*Provided material*.
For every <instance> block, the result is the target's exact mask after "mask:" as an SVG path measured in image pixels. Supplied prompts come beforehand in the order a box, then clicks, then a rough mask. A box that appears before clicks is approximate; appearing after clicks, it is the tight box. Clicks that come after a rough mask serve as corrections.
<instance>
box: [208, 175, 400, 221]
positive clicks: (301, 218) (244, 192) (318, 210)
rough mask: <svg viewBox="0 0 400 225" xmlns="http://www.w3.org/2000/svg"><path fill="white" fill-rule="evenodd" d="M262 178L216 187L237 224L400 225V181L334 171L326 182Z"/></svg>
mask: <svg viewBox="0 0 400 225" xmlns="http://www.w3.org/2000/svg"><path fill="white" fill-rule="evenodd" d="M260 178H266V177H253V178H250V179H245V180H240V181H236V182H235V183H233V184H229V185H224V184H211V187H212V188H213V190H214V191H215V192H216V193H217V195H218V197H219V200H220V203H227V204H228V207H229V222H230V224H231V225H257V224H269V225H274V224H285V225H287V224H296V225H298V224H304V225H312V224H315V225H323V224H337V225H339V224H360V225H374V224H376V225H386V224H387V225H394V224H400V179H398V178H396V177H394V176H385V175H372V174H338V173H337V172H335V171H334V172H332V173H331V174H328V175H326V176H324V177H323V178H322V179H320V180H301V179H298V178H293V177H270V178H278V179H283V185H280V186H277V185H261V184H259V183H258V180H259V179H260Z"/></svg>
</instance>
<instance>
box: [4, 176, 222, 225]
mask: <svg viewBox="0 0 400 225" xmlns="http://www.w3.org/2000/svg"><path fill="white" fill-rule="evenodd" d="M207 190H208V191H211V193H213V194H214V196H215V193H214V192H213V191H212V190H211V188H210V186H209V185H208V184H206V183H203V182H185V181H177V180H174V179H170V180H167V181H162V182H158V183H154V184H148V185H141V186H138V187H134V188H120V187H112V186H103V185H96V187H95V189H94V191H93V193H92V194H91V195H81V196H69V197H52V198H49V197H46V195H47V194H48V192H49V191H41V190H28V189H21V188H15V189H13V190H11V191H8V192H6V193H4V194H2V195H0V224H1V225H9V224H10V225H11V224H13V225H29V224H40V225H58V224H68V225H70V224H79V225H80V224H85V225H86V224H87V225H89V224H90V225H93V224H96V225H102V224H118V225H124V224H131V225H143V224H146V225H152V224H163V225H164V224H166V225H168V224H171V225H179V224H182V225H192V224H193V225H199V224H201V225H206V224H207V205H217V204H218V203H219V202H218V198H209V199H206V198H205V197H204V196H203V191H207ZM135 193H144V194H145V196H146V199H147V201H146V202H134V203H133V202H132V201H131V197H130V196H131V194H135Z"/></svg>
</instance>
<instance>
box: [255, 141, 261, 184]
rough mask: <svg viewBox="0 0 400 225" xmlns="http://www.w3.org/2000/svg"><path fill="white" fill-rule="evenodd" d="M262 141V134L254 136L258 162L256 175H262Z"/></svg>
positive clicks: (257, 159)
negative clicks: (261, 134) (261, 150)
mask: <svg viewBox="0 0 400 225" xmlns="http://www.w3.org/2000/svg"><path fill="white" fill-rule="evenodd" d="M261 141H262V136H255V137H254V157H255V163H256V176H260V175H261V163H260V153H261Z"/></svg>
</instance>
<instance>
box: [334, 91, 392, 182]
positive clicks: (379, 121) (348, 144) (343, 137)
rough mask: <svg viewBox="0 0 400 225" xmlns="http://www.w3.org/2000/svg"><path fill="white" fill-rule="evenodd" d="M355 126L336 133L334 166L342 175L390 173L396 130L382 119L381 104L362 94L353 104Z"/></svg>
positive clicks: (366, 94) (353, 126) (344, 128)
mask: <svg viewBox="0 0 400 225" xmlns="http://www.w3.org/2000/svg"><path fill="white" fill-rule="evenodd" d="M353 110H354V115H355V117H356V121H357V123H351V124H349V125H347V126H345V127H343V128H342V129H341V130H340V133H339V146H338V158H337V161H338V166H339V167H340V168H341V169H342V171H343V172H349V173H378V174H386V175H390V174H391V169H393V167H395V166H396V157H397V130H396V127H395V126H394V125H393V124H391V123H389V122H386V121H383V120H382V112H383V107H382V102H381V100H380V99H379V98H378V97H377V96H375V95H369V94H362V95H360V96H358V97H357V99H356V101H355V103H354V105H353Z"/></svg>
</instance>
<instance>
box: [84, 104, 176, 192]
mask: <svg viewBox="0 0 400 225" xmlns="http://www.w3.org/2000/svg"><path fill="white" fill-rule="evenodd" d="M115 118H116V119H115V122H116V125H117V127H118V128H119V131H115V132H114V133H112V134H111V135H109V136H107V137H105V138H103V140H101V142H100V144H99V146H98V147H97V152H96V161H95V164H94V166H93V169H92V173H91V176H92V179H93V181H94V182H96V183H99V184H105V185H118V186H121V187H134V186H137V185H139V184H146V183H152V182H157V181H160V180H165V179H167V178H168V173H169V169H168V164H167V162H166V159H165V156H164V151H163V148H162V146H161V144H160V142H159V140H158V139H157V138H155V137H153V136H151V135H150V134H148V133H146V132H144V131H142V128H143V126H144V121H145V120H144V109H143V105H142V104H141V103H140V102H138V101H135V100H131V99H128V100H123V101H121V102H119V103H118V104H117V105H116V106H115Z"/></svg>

*Activity*. Every record above should be written out exactly.

*Reply to the exercise*.
For every <instance> block, the result is the target's exact mask after "mask:" as an SVG path measured in image pixels. Supplied prompts come beforehand in the order a box, then clicks, then a rough mask. A box that appears before clicks is approximate; appearing after clicks, it is the tight box. Clicks that come after a rough mask serve as corrections.
<instance>
box: [208, 175, 400, 221]
positive clicks: (301, 218) (244, 192) (318, 210)
rough mask: <svg viewBox="0 0 400 225" xmlns="http://www.w3.org/2000/svg"><path fill="white" fill-rule="evenodd" d="M262 178L216 187L237 224L400 225V181L334 171L326 182Z"/></svg>
mask: <svg viewBox="0 0 400 225" xmlns="http://www.w3.org/2000/svg"><path fill="white" fill-rule="evenodd" d="M260 178H266V177H253V178H250V179H245V180H240V181H236V182H235V183H233V184H229V185H224V184H211V187H212V188H213V190H214V191H215V192H216V193H217V195H218V197H219V200H220V203H227V204H228V207H229V222H230V224H231V225H257V224H269V225H274V224H285V225H287V224H296V225H298V224H304V225H312V224H315V225H323V224H337V225H339V224H360V225H374V224H376V225H386V224H387V225H394V224H400V179H398V178H396V177H394V176H385V175H372V174H338V173H337V172H335V171H334V172H332V173H331V174H328V175H326V176H324V177H323V178H322V179H320V180H301V179H298V178H293V177H270V178H278V179H283V185H280V186H277V185H261V184H259V183H258V180H259V179H260Z"/></svg>
</instance>
<instance>
box: [4, 176, 222, 225]
mask: <svg viewBox="0 0 400 225" xmlns="http://www.w3.org/2000/svg"><path fill="white" fill-rule="evenodd" d="M207 190H208V191H211V193H213V194H214V196H215V193H214V192H213V191H212V190H211V188H210V186H209V185H208V184H206V183H203V182H185V181H177V180H174V179H170V180H167V181H162V182H158V183H154V184H148V185H141V186H138V187H134V188H120V187H112V186H103V185H96V187H95V189H94V191H93V193H92V194H91V195H81V196H69V197H52V198H49V197H46V195H47V194H48V192H49V191H41V190H28V189H21V188H15V189H13V190H11V191H8V192H6V193H4V194H2V195H0V224H1V225H9V224H10V225H11V224H13V225H29V224H40V225H58V224H68V225H70V224H79V225H80V224H85V225H86V224H87V225H89V224H90V225H93V224H96V225H102V224H118V225H124V224H131V225H143V224H146V225H152V224H163V225H164V224H166V225H168V224H171V225H179V224H182V225H192V224H193V225H199V224H201V225H206V224H207V205H217V204H218V203H219V202H218V198H209V199H206V198H205V197H204V196H203V191H207ZM135 193H144V194H145V196H146V199H147V201H146V202H134V203H133V202H132V201H131V197H130V196H131V194H135Z"/></svg>
</instance>
<instance>
box: [255, 141, 261, 184]
rough mask: <svg viewBox="0 0 400 225" xmlns="http://www.w3.org/2000/svg"><path fill="white" fill-rule="evenodd" d="M262 141V134L254 136L258 162L256 175H262Z"/></svg>
positive clicks: (257, 159)
negative clicks: (261, 134) (261, 150)
mask: <svg viewBox="0 0 400 225" xmlns="http://www.w3.org/2000/svg"><path fill="white" fill-rule="evenodd" d="M261 141H262V136H255V137H254V157H255V163H256V176H260V175H261V163H260V153H261Z"/></svg>
</instance>
<instance>
box: [334, 91, 392, 182]
positive clicks: (379, 121) (348, 144) (343, 137)
rough mask: <svg viewBox="0 0 400 225" xmlns="http://www.w3.org/2000/svg"><path fill="white" fill-rule="evenodd" d="M355 126L336 133L334 166L342 175L390 173L396 130L382 119L381 104L362 94L353 104Z"/></svg>
positive clicks: (366, 94) (353, 126) (344, 128)
mask: <svg viewBox="0 0 400 225" xmlns="http://www.w3.org/2000/svg"><path fill="white" fill-rule="evenodd" d="M353 110H354V115H355V117H356V121H357V123H351V124H349V125H347V126H345V127H343V128H342V129H341V130H340V133H339V146H338V158H337V161H338V166H339V167H340V168H341V169H342V171H343V172H349V173H378V174H386V175H390V174H391V169H393V167H395V166H396V157H397V130H396V127H395V126H394V125H393V124H391V123H389V122H386V121H383V120H382V112H383V107H382V102H381V100H380V99H379V98H378V97H377V96H375V95H369V94H362V95H360V96H358V97H357V99H356V101H355V103H354V105H353Z"/></svg>
</instance>
<instance>
box: [84, 104, 176, 192]
mask: <svg viewBox="0 0 400 225" xmlns="http://www.w3.org/2000/svg"><path fill="white" fill-rule="evenodd" d="M115 118H116V119H115V122H116V125H117V127H118V128H119V131H115V132H114V133H112V134H111V135H109V136H107V137H105V138H103V140H101V142H100V144H99V146H98V147H97V152H96V161H95V164H94V166H93V169H92V173H91V176H92V179H93V181H94V182H96V183H99V184H105V185H118V186H121V187H134V186H137V185H139V184H146V183H152V182H157V181H160V180H165V179H167V178H168V173H169V169H168V164H167V162H166V159H165V156H164V151H163V148H162V146H161V144H160V142H159V140H158V139H157V138H155V137H153V136H151V135H150V134H148V133H146V132H144V131H142V128H143V126H144V121H145V120H144V109H143V105H142V104H141V103H140V102H138V101H135V100H131V99H128V100H123V101H121V102H119V103H118V104H117V105H116V106H115Z"/></svg>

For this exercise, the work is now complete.